/---

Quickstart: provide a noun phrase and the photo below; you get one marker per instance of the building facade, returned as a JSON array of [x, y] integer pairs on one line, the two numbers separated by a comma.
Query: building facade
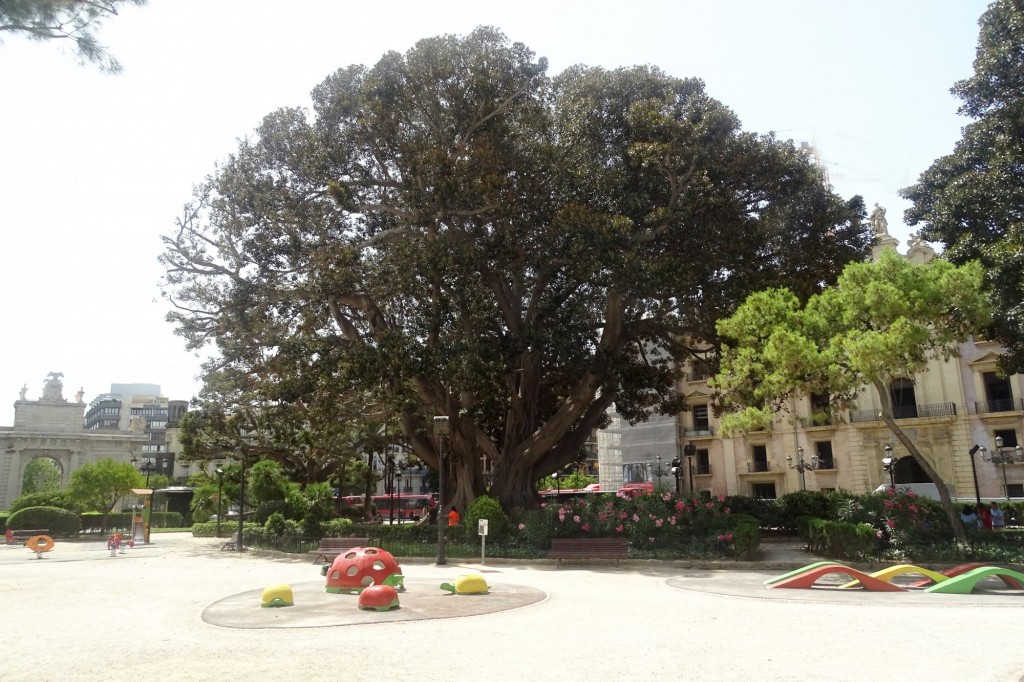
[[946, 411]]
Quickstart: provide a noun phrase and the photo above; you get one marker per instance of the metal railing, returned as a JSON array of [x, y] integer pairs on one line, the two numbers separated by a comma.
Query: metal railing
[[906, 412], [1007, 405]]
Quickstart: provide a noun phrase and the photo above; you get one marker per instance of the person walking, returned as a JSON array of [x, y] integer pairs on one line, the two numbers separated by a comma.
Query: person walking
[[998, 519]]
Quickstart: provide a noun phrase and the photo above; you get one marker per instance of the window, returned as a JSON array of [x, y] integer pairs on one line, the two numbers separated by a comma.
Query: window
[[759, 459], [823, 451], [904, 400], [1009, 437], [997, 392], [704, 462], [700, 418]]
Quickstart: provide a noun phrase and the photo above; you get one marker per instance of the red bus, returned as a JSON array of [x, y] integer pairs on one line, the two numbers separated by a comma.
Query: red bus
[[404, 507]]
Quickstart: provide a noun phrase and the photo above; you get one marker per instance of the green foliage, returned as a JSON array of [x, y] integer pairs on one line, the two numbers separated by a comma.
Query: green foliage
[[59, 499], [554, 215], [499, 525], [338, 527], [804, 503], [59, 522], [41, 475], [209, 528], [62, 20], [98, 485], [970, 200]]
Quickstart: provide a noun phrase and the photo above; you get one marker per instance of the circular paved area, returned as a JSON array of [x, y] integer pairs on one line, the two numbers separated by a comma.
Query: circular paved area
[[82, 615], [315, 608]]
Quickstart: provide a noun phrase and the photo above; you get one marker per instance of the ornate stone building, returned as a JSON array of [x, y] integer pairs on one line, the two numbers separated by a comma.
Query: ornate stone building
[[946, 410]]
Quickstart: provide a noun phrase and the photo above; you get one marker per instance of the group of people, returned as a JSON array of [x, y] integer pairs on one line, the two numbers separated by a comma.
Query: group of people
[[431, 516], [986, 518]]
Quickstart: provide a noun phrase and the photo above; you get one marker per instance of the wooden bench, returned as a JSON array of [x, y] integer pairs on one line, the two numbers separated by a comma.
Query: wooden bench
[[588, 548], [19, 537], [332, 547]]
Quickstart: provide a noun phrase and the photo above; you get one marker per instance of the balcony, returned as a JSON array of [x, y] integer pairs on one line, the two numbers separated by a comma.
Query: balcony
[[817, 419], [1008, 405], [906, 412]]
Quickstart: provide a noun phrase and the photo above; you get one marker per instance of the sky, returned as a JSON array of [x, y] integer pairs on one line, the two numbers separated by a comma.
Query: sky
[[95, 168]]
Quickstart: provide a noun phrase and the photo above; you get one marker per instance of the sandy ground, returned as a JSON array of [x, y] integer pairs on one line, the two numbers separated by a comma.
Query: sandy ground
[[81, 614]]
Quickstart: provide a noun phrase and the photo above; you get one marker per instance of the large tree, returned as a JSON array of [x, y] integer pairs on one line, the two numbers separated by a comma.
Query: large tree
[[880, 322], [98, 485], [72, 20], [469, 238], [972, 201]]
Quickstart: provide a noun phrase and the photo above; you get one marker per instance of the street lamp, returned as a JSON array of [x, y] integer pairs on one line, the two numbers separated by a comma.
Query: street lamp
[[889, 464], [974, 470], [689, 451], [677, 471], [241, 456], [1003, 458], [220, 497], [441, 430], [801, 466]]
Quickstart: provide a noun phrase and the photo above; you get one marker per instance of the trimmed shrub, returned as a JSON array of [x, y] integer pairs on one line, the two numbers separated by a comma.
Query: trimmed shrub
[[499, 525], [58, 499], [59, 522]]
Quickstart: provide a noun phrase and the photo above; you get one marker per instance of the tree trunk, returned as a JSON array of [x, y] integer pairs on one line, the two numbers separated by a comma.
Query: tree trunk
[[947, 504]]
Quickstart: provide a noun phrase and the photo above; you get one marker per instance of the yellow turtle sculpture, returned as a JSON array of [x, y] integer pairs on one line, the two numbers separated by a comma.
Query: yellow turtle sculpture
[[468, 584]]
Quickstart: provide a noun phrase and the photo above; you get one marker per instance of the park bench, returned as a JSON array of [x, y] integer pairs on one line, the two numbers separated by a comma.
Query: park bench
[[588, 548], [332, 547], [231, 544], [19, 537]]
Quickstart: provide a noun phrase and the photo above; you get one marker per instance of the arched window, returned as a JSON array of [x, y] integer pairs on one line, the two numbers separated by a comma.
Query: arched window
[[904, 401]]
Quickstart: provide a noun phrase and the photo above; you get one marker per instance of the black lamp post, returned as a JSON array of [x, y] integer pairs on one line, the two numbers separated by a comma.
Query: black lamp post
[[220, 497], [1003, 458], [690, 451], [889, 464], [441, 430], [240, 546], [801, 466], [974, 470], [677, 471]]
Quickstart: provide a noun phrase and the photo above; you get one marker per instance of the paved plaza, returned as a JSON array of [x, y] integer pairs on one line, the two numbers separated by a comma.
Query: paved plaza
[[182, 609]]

\---
/---

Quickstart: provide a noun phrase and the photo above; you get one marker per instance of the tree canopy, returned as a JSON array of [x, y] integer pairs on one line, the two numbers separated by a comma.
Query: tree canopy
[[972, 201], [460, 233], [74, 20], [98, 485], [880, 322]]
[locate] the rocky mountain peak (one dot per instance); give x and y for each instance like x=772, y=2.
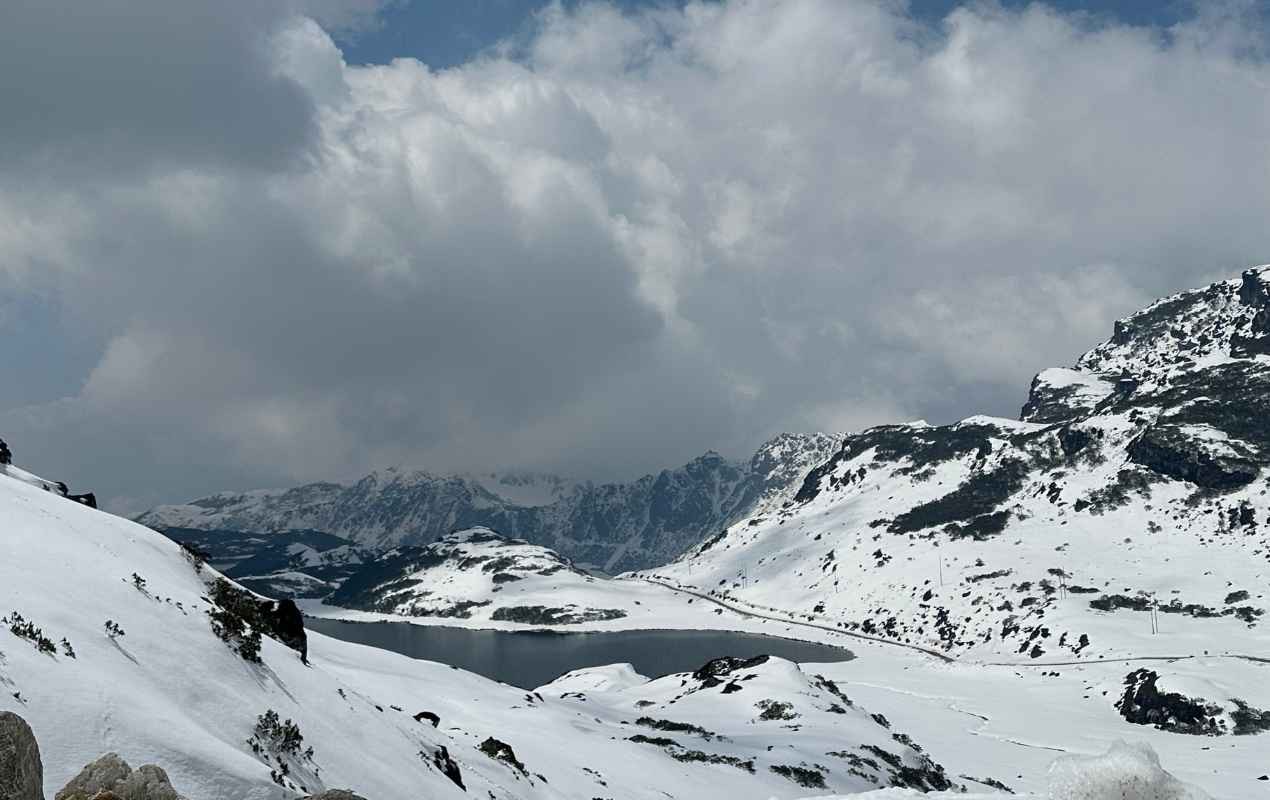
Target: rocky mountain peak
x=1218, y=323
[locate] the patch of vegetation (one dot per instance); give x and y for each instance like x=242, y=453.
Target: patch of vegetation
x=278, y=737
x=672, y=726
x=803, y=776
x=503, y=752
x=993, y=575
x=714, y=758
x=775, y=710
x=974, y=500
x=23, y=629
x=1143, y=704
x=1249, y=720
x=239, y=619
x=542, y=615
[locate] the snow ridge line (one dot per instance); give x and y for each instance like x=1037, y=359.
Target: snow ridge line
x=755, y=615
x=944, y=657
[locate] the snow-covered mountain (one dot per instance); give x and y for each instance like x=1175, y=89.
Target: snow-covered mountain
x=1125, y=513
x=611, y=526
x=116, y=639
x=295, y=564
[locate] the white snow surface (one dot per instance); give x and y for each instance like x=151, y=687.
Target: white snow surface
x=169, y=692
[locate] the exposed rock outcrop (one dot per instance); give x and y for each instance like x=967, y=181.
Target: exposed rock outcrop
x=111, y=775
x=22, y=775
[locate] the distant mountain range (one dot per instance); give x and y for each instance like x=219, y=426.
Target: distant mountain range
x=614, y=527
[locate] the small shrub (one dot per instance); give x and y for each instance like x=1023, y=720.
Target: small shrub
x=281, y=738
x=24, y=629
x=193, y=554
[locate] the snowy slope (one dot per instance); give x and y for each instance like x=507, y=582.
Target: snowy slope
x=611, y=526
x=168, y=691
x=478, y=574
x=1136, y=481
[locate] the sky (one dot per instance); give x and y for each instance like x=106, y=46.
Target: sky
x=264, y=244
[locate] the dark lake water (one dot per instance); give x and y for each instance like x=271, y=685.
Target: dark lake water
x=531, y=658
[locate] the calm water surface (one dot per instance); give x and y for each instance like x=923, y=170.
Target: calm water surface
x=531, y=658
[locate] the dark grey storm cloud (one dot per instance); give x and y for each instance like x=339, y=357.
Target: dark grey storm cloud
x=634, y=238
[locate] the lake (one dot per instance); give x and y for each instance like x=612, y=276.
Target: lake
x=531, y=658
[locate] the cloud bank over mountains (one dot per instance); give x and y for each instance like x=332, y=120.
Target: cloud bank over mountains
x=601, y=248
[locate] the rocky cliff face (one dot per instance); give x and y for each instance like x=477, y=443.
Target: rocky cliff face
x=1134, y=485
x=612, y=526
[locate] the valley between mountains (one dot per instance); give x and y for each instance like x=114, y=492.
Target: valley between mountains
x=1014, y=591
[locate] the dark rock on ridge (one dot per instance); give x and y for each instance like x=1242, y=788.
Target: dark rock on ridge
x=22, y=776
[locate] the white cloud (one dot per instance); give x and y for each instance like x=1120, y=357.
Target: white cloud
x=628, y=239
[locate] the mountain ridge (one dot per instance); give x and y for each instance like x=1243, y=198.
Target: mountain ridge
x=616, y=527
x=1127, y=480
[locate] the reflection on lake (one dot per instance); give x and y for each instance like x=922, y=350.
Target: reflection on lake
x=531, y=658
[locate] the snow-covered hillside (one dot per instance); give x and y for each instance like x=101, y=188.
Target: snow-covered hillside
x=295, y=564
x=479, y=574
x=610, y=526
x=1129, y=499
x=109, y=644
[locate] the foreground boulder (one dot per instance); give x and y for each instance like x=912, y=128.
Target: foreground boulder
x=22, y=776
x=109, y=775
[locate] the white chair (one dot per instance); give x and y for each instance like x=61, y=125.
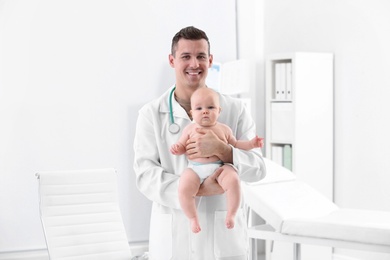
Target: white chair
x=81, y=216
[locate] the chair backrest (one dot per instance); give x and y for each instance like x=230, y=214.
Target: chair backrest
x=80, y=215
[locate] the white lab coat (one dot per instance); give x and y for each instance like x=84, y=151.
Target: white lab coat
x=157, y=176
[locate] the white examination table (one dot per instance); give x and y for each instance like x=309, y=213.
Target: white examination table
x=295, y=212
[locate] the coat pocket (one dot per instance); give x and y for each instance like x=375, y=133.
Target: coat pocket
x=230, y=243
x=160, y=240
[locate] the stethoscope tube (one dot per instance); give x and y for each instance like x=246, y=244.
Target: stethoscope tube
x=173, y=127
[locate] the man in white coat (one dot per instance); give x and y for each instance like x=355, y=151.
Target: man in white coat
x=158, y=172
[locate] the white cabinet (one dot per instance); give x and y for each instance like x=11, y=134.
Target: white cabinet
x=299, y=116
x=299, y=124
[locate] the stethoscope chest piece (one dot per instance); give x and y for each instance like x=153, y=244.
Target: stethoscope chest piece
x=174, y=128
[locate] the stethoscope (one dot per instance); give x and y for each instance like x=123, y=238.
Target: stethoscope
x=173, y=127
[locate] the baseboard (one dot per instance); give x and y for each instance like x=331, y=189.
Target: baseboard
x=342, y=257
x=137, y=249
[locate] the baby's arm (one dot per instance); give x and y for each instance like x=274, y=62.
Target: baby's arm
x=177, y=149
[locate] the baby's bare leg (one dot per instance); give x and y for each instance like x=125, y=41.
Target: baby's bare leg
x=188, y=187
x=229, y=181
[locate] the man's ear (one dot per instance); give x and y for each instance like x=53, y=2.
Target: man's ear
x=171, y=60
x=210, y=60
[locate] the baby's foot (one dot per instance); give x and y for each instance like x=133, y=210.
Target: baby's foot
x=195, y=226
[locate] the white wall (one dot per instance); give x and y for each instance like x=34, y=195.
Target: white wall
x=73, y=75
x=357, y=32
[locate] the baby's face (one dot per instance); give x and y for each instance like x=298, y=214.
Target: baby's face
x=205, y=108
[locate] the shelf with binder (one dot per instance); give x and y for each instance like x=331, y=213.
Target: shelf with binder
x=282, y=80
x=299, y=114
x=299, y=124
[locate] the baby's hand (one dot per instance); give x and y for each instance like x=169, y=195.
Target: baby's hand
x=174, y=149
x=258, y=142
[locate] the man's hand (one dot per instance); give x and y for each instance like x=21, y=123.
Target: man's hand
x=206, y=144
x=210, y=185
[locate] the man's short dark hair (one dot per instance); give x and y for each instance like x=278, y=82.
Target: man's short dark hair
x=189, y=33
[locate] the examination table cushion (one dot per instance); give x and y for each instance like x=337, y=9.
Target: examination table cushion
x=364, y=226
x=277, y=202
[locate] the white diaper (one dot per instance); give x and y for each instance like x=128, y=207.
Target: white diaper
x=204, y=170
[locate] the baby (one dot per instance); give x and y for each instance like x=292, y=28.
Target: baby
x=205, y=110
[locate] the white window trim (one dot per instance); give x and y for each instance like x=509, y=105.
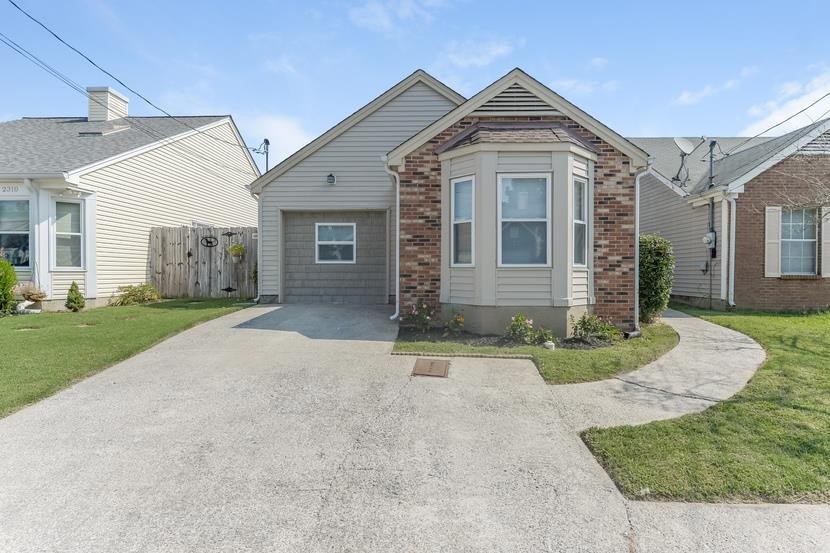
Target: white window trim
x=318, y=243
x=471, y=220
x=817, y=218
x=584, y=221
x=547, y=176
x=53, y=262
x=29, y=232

\---
/---

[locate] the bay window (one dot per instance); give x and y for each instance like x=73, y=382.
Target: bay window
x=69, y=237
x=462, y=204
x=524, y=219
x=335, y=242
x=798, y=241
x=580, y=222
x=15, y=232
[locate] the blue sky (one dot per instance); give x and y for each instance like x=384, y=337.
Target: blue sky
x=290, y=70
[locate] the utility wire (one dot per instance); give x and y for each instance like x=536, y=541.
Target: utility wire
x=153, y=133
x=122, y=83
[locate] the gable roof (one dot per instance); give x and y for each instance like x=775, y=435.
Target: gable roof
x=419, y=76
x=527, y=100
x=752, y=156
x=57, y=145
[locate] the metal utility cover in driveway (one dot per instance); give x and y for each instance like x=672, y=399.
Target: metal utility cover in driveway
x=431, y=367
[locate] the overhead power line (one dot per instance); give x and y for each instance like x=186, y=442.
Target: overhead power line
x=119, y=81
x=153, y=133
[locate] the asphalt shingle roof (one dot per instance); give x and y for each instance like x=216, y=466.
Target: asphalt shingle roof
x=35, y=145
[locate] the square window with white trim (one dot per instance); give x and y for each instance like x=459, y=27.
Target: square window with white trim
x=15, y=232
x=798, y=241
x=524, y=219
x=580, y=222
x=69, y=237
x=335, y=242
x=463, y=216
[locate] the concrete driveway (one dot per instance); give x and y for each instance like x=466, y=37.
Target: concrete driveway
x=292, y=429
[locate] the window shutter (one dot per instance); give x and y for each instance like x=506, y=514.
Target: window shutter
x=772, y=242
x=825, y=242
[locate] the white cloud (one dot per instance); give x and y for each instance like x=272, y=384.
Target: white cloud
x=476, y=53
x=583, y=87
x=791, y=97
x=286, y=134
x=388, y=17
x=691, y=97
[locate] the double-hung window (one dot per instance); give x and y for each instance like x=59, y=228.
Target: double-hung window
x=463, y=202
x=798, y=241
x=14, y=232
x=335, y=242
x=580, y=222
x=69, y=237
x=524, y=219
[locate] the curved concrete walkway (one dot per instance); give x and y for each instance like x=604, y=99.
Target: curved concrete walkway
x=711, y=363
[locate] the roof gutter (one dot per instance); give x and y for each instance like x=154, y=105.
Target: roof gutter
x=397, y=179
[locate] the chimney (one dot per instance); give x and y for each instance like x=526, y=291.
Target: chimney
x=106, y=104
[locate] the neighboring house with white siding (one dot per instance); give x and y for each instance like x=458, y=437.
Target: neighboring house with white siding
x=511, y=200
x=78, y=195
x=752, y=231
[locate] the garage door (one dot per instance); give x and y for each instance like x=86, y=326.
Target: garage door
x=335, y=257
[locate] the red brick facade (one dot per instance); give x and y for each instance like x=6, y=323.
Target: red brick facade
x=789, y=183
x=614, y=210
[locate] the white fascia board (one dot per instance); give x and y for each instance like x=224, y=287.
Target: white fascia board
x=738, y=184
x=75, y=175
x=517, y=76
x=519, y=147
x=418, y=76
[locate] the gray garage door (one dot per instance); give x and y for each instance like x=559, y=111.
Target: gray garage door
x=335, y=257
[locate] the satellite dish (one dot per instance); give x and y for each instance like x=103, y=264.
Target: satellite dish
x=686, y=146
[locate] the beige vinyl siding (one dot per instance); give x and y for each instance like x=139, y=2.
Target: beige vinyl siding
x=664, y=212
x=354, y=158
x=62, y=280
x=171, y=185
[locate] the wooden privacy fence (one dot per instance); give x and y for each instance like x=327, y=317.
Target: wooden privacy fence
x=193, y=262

\---

• **WHAT YOU HAVE TO DO**: From the records above, copy out the line with "[locate] the metal", the line with "[locate] the overhead", and every line between them, word for word.

• **TASK RESPONSE**:
[locate] the metal utility cover in driveway (one dot per instance); give x and y for each instance like x=672, y=399.
Target: metal utility cover in driveway
x=431, y=367
[locate] the overhead power line (one dot per instance); give x and y for each instance like x=186, y=442.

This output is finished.